Texte à lire –

L’agglomération géographique est réductrice d’incertitude tant pour les firmes que pour les consommateurs (Weber, 1972). Pour les entreprises, le regroupement des commerces fournit, pour les entrants les plus récents, des informations sur la faisabilité de leur projet et sur l’existence de la demande par l’observation des firmes établies. Le regroupement géographique permet également de réduire le coût de recherche d’informations pour le consommateur. Du fait du principe de l’effort minimum (Zipf, 1949), les consommateurs vont privilégier les zones où l’offre est concentrée. Les individus peuvent également regrouper leur visite et se déplacer qu’une fois afin de minimiser leur coût de transport par achat (Jones et Simmons, 1993).
Il existe des externalités positives intermagasins (parfois appelées externalités de demande) qui permettent un accroissement du chiffre d’affaires (Fujita et Thisse, 2002). Le regroupement commercial génère une consommation plus importante qui se répercute sur l’ensemble des magasins. Nelson (1958) est le premier à avoir mis en évidence une relation entre le principe de l’attraction cumulative et la localisation des commerces. source : Quelles stratégies d'implantation vis-à-vis de la concurrence ?
Il n'est guère surprenant de ce fait de voir dans les centres-villes des commerces s'installer dans des quartiers où d'autres commerces du même type existent déjà, surtout dans le cas de commerces spécifiques ; plus une zone commerciale est identifiée par un type de commerces, plus il devient avantageux - en terme de visibilité notamment - pour un commerce du même type de s'y installer, ce qui provoque des effets d'attraction.
Est-il possible cependant d'imaginer derrière ces regroupements une volonté municipale ? Et d'abord, quelles sont les compétences de la municipalité dans l'implantation des commerces en centre-ville ?

Liste des données –
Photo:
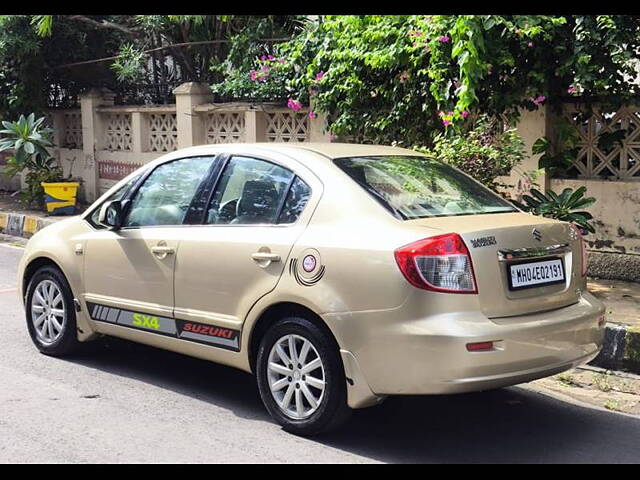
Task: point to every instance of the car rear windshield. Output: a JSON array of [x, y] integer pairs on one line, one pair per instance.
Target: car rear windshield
[[419, 187]]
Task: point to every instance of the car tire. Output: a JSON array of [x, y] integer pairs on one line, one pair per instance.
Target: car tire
[[49, 295], [332, 409]]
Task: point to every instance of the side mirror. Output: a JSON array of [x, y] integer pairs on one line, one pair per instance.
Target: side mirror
[[111, 215]]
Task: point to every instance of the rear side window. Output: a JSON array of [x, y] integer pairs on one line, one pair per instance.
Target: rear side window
[[250, 191], [297, 198], [418, 187]]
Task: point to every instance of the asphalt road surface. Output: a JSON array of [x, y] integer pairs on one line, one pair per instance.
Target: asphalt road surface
[[122, 402]]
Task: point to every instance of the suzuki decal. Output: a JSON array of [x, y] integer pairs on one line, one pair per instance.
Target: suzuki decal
[[184, 330]]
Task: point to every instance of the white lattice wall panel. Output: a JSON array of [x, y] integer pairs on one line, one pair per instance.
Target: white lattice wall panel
[[72, 135], [287, 127], [163, 132], [111, 170], [618, 159], [118, 132], [225, 127]]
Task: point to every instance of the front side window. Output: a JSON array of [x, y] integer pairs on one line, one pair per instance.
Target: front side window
[[250, 191], [418, 187], [117, 195], [165, 196]]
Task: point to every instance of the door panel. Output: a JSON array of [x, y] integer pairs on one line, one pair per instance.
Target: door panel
[[223, 268], [122, 270], [217, 280], [133, 268]]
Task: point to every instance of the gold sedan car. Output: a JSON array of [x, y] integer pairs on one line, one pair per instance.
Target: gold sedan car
[[338, 274]]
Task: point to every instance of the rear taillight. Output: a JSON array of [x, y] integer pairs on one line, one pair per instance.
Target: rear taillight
[[583, 250], [441, 263]]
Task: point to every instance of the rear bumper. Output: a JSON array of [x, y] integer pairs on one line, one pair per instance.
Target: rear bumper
[[429, 356]]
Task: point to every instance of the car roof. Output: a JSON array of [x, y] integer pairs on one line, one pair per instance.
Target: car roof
[[328, 150]]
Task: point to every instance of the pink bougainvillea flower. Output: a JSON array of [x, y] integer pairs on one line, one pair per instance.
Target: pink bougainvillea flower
[[539, 99], [294, 104]]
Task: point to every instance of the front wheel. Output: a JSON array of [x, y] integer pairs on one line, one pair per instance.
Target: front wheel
[[51, 319], [301, 378]]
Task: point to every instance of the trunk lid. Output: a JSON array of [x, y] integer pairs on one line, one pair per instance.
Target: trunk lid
[[497, 241]]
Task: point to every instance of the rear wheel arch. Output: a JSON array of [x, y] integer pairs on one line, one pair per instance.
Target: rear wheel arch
[[275, 312]]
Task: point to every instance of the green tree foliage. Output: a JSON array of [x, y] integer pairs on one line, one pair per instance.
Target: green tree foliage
[[47, 60], [28, 139], [404, 78], [565, 206], [483, 149]]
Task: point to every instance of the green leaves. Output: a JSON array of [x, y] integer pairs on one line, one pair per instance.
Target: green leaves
[[561, 207]]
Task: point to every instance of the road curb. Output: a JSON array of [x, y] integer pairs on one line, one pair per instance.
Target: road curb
[[22, 225], [621, 348]]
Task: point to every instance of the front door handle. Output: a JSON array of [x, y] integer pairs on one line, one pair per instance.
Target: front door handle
[[265, 257], [162, 250]]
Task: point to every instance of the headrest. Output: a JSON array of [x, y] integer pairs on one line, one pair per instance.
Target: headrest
[[259, 200]]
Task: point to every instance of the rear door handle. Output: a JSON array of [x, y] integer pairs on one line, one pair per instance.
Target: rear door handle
[[265, 256]]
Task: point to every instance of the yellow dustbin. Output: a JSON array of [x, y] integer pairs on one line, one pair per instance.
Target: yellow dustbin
[[60, 197]]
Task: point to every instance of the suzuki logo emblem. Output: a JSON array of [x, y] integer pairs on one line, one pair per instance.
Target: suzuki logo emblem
[[536, 234]]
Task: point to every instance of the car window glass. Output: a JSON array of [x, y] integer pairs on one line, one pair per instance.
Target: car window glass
[[296, 201], [249, 191], [418, 187], [165, 196], [117, 195]]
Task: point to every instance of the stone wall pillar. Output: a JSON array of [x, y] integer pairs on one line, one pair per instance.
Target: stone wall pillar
[[139, 132], [190, 125], [316, 129], [255, 126], [93, 134]]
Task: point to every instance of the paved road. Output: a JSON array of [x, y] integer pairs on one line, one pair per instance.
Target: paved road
[[121, 402]]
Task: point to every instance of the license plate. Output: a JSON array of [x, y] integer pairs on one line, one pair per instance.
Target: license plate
[[535, 274]]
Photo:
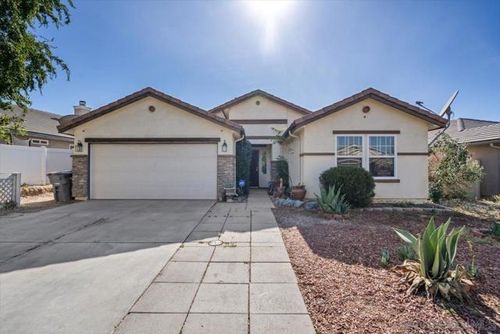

Tâches à réaliser –
**A.** Relevez dans le texte à lire toutes les références d'auteurs accompagnées d'une année.
**B.** Répondez aux questions suivantes à partir du texte à lire.
(i) Quel principe, associé à Zipf, amène les consommateurs à privilégier les zones où l'offre est concentrée ?
(ii) Comment appelle-t-on parfois les externalités positives intermagasins ?
(iii) Qui est le premier à avoir mis en évidence une relation entre le principe de l'attraction cumulative et la localisation des commerces ?
**C.** Reproduisez le passage du texte à lire qui va de « Est-il possible cependant » à « en centre-ville ? ».

Réponses par tâche –
**A.**
- Weber, 1972
- Zipf, 1949
- Jones et Simmons, 1993
- Fujita et Thisse, 2002
- Nelson, 1958

**B.**
(i) Le principe de l'effort minimum.
(ii) Des externalités de demande.
(iii) Nelson (1958).

**C.**
Est-il possible cependant d'imaginer derrière ces regroupements une volonté municipale ? Et d'abord, quelles sont les compétences de la municipalité dans l'implantation des commerces en centre-ville ?